What is required: In the listing below, find the line that contains "Query: flooded road" and the line that contains "the scooter, each". Quote both and every line between them, exactly, and nothing more.

Entries shown:
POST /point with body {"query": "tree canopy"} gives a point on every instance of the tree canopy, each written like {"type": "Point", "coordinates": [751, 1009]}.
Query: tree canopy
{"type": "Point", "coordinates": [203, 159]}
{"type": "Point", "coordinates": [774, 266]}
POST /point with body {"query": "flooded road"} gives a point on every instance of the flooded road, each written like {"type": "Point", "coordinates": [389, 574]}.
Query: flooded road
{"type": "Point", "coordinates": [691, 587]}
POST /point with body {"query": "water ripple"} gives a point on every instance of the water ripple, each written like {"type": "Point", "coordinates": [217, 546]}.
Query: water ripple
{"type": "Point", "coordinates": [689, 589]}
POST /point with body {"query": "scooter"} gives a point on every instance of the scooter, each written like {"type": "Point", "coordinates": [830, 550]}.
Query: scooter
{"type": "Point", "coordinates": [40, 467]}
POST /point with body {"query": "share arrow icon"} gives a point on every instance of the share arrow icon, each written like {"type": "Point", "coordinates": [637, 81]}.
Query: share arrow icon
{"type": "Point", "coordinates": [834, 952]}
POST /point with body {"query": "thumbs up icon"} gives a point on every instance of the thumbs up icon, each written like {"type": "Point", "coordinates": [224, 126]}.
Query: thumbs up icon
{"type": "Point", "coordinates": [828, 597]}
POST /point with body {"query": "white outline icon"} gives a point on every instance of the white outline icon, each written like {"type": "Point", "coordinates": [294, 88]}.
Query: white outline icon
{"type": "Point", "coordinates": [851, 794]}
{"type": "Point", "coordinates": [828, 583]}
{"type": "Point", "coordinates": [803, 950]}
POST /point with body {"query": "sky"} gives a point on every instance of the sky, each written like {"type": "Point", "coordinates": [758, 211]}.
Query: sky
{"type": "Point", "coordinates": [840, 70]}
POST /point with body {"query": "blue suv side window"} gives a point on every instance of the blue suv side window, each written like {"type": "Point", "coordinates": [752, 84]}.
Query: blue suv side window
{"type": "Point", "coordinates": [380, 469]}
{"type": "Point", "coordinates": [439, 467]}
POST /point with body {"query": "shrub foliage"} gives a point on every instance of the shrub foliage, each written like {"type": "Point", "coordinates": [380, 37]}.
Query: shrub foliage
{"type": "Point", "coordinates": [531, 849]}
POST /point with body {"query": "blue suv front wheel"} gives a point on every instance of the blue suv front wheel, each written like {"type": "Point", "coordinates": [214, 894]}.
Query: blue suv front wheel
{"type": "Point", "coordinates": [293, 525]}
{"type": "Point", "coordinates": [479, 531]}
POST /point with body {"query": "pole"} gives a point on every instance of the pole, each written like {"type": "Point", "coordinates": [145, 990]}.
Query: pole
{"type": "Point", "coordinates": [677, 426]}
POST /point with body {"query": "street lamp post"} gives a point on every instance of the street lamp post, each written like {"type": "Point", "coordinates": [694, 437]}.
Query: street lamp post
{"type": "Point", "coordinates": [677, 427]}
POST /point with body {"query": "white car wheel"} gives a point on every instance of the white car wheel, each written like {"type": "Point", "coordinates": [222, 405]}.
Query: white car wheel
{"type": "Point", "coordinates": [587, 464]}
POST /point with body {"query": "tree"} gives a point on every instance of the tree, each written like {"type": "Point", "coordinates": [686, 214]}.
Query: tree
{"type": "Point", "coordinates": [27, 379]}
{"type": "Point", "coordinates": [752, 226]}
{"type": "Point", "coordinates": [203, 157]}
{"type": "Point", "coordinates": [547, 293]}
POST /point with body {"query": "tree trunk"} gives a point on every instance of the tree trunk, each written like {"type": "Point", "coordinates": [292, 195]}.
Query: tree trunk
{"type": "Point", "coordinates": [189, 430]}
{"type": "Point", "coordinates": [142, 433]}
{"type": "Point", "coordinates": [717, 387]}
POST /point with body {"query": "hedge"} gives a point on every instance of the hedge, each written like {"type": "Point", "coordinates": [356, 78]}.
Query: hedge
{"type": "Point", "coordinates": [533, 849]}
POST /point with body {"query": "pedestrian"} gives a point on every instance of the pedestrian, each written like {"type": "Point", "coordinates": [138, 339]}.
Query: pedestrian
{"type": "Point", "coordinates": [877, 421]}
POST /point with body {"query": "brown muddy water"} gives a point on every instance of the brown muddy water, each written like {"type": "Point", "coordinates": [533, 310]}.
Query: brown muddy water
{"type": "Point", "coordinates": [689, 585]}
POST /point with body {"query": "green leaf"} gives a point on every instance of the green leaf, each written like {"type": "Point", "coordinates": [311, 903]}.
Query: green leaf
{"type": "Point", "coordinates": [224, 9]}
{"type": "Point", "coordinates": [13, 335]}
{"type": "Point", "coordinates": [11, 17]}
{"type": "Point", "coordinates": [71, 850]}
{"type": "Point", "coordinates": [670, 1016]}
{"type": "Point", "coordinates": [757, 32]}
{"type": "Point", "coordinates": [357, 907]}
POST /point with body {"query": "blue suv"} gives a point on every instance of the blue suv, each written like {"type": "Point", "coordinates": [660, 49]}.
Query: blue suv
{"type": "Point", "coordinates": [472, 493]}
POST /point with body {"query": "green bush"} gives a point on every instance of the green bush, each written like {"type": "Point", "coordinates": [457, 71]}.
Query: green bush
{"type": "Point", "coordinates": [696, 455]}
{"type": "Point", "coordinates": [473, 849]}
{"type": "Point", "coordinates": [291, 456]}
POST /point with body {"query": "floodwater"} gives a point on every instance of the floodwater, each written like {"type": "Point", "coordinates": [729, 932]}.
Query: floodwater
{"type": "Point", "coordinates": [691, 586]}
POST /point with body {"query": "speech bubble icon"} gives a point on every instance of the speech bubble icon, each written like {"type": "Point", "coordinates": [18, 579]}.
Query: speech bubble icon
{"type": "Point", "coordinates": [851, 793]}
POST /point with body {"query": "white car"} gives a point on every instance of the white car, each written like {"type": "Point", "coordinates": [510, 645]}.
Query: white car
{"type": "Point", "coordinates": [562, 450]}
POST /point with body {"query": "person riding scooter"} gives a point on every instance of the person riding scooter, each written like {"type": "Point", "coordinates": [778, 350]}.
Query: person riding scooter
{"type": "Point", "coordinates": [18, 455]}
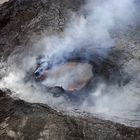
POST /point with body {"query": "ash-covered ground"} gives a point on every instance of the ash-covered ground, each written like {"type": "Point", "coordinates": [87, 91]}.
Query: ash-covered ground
{"type": "Point", "coordinates": [105, 32]}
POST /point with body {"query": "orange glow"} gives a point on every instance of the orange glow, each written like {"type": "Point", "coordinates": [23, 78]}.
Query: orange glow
{"type": "Point", "coordinates": [72, 88]}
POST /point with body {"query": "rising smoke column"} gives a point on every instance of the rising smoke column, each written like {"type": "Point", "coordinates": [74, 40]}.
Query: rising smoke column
{"type": "Point", "coordinates": [89, 30]}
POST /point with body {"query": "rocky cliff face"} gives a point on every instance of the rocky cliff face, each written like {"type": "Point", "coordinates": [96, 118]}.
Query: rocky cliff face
{"type": "Point", "coordinates": [21, 20]}
{"type": "Point", "coordinates": [22, 120]}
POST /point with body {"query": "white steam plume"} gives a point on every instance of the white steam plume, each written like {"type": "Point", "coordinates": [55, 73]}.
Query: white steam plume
{"type": "Point", "coordinates": [91, 30]}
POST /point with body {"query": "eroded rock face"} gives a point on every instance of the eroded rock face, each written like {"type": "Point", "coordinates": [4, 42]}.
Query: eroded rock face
{"type": "Point", "coordinates": [20, 19]}
{"type": "Point", "coordinates": [22, 120]}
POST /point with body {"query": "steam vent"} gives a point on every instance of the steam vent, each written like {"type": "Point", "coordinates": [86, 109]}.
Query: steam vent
{"type": "Point", "coordinates": [69, 70]}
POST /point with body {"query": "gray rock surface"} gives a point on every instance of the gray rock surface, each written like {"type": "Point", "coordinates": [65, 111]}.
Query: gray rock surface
{"type": "Point", "coordinates": [22, 120]}
{"type": "Point", "coordinates": [21, 19]}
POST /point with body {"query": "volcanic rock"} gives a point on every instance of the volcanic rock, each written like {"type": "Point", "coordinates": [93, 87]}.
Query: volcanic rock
{"type": "Point", "coordinates": [22, 19]}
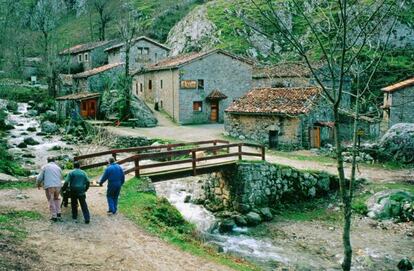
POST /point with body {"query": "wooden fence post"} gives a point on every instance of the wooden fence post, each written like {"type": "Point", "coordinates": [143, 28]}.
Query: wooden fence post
{"type": "Point", "coordinates": [136, 161]}
{"type": "Point", "coordinates": [263, 153]}
{"type": "Point", "coordinates": [194, 162]}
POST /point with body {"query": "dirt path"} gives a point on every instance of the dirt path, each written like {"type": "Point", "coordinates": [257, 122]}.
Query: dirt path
{"type": "Point", "coordinates": [108, 243]}
{"type": "Point", "coordinates": [169, 130]}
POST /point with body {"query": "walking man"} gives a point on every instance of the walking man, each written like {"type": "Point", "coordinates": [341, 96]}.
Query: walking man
{"type": "Point", "coordinates": [114, 174]}
{"type": "Point", "coordinates": [78, 183]}
{"type": "Point", "coordinates": [50, 177]}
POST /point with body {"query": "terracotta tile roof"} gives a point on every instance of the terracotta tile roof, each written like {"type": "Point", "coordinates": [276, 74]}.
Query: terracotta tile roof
{"type": "Point", "coordinates": [97, 70]}
{"type": "Point", "coordinates": [216, 95]}
{"type": "Point", "coordinates": [293, 101]}
{"type": "Point", "coordinates": [287, 69]}
{"type": "Point", "coordinates": [400, 85]}
{"type": "Point", "coordinates": [119, 45]}
{"type": "Point", "coordinates": [79, 96]}
{"type": "Point", "coordinates": [84, 47]}
{"type": "Point", "coordinates": [176, 61]}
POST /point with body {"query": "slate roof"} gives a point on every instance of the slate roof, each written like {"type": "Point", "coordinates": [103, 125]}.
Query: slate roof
{"type": "Point", "coordinates": [177, 61]}
{"type": "Point", "coordinates": [84, 47]}
{"type": "Point", "coordinates": [291, 101]}
{"type": "Point", "coordinates": [78, 96]}
{"type": "Point", "coordinates": [119, 45]}
{"type": "Point", "coordinates": [216, 95]}
{"type": "Point", "coordinates": [287, 69]}
{"type": "Point", "coordinates": [97, 70]}
{"type": "Point", "coordinates": [399, 85]}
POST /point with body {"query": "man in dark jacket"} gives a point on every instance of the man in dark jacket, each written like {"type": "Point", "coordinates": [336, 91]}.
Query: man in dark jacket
{"type": "Point", "coordinates": [78, 183]}
{"type": "Point", "coordinates": [114, 174]}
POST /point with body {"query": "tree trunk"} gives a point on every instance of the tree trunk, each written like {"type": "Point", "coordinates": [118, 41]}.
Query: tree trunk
{"type": "Point", "coordinates": [344, 191]}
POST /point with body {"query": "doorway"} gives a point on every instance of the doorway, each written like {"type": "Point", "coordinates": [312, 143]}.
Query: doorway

Response:
Query: flooded road
{"type": "Point", "coordinates": [691, 587]}
POST /point with body {"query": "water ripple"} gives a point on every instance of the water ripple, each written like {"type": "Point", "coordinates": [217, 546]}.
Query: water ripple
{"type": "Point", "coordinates": [689, 589]}
POST /point with body {"query": "scooter"} gives a point on every instance of the scooter, each written like {"type": "Point", "coordinates": [830, 550]}.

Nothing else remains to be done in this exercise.